Problem requirements> Look for the word "shirt" in the material below. Copy each line that has it.

(Given information Opens)

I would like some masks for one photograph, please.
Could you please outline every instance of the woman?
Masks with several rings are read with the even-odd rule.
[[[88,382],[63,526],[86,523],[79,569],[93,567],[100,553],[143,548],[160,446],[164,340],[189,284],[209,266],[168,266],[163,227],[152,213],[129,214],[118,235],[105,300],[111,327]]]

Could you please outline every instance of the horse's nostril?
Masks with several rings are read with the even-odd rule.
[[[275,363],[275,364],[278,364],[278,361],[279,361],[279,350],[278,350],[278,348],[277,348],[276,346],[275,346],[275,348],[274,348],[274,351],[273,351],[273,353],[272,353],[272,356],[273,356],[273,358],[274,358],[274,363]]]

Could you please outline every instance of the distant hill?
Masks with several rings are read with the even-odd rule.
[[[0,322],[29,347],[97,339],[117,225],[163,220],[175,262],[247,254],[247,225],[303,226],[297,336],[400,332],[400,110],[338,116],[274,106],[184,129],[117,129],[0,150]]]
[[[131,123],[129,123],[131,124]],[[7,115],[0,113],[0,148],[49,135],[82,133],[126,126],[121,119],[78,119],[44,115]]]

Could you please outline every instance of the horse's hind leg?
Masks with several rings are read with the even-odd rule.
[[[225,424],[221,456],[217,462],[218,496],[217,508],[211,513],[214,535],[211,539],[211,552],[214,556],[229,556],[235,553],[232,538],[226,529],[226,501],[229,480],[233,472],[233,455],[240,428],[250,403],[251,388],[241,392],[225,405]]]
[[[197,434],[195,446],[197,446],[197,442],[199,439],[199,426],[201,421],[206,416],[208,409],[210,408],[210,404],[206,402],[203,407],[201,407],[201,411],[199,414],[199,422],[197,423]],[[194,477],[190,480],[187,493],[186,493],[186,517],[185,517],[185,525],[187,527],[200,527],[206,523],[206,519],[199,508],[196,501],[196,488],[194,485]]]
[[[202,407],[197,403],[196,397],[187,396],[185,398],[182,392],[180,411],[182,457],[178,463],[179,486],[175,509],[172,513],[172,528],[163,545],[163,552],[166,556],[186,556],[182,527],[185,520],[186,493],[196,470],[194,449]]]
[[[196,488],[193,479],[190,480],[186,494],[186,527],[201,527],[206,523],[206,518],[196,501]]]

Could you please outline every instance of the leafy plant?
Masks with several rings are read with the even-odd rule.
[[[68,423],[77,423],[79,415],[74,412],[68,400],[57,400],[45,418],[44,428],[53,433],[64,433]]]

(Given information Closes)
(Given information Opens)

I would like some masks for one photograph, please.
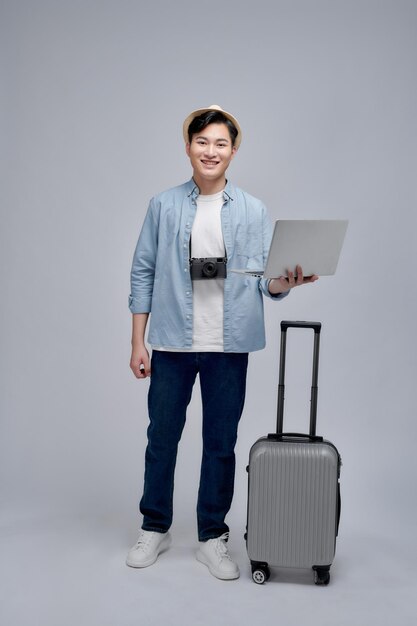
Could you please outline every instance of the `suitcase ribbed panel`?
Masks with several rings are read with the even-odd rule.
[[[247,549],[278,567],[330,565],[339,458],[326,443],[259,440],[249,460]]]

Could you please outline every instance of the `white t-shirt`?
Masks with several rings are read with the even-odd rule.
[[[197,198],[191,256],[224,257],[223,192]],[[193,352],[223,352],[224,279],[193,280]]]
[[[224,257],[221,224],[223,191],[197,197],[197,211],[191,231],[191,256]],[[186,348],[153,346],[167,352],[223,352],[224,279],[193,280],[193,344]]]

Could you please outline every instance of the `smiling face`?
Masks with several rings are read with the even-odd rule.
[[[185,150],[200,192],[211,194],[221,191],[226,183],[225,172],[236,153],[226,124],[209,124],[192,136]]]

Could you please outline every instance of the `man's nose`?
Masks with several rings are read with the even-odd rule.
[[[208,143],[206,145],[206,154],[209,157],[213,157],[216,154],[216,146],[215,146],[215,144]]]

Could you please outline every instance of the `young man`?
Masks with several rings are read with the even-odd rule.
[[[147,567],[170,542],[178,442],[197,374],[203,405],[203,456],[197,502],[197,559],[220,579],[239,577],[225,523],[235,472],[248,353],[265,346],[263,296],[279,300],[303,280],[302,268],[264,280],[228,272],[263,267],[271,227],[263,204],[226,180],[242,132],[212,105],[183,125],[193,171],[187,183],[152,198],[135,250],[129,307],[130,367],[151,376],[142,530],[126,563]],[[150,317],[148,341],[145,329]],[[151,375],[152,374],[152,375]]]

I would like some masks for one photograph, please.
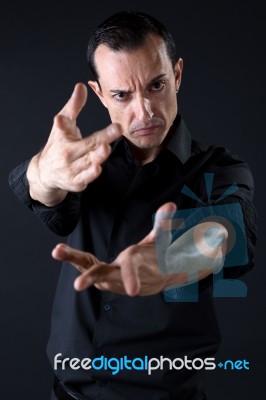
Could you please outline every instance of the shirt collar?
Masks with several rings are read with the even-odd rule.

(Given information Closes)
(Given information Opens)

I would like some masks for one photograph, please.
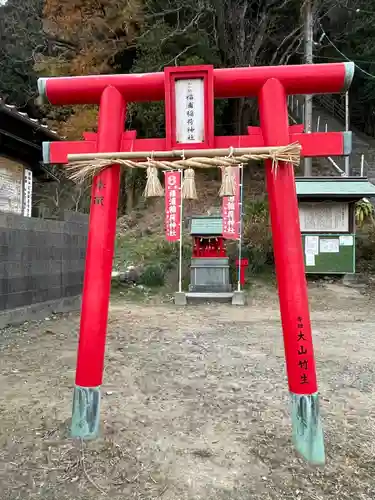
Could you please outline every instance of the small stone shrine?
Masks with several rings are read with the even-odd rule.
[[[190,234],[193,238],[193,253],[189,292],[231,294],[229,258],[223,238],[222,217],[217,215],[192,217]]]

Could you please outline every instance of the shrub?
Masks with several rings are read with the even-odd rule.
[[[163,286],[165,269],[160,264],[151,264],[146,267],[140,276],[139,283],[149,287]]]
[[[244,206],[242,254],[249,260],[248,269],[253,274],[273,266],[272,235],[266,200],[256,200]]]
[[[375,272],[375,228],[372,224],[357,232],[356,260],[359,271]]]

(Given information Closes)

The answer>
Could you please outline every instance of the `white t-shirt`?
Could you please outline every instance of the shirt collar?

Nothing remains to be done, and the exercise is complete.